*GIVEN RECORDS:*
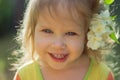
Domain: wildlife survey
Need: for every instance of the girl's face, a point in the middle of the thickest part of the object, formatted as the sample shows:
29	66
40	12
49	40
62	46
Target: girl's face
59	42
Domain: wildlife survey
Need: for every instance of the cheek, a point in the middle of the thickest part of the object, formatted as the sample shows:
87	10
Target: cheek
77	46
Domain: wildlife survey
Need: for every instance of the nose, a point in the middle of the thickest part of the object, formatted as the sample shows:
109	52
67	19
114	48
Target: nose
59	43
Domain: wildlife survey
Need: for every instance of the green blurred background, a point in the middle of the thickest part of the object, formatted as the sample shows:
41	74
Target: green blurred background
11	12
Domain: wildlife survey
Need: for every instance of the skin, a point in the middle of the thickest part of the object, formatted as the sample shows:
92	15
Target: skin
61	36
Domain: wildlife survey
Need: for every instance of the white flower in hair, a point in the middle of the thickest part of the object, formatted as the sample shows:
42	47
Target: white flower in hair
99	31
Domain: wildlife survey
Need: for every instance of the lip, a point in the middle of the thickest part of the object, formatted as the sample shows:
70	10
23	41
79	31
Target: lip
58	59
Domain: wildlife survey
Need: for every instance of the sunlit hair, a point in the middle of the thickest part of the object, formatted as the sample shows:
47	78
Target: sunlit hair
73	8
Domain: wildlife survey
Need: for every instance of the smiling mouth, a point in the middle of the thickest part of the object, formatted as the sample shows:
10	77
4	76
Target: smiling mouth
58	57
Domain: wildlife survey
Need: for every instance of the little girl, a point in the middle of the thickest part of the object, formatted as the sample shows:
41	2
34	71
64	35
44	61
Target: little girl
56	31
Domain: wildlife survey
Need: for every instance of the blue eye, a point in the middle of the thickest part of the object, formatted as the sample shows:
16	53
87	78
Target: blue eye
71	33
47	31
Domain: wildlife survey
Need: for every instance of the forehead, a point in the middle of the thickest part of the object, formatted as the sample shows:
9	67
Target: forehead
61	10
62	18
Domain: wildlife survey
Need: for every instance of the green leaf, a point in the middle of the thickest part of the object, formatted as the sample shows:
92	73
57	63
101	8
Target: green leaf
108	1
113	37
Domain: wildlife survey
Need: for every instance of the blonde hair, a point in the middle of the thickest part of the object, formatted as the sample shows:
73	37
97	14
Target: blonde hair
86	8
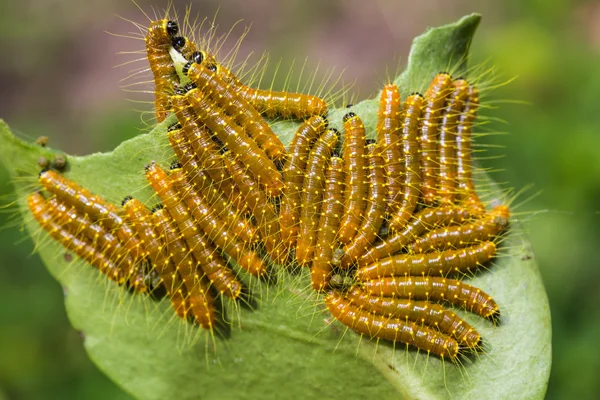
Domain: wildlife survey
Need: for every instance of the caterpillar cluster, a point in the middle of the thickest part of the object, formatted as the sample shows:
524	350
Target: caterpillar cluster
388	227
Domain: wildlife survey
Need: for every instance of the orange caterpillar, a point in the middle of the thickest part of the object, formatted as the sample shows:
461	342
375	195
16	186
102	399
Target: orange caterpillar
356	184
452	291
264	211
222	207
374	214
97	208
236	140
206	151
390	328
411	184
214	228
447	146
141	220
158	42
245	115
435	98
388	137
211	262
437	263
42	212
312	195
432	315
275	103
200	300
293	177
329	224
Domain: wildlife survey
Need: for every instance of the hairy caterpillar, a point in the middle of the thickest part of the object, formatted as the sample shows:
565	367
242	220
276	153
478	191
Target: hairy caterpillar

*TASK STATEMENT:* Copy the lines that hold the word "hairy". Take them from the records above.

*EXPECTED OUTPUT:*
Need: for every instance of the hairy caterpillar, a point in the middle of the thickest part of the object, formatted as the sample shows:
Target: hairy caterpillar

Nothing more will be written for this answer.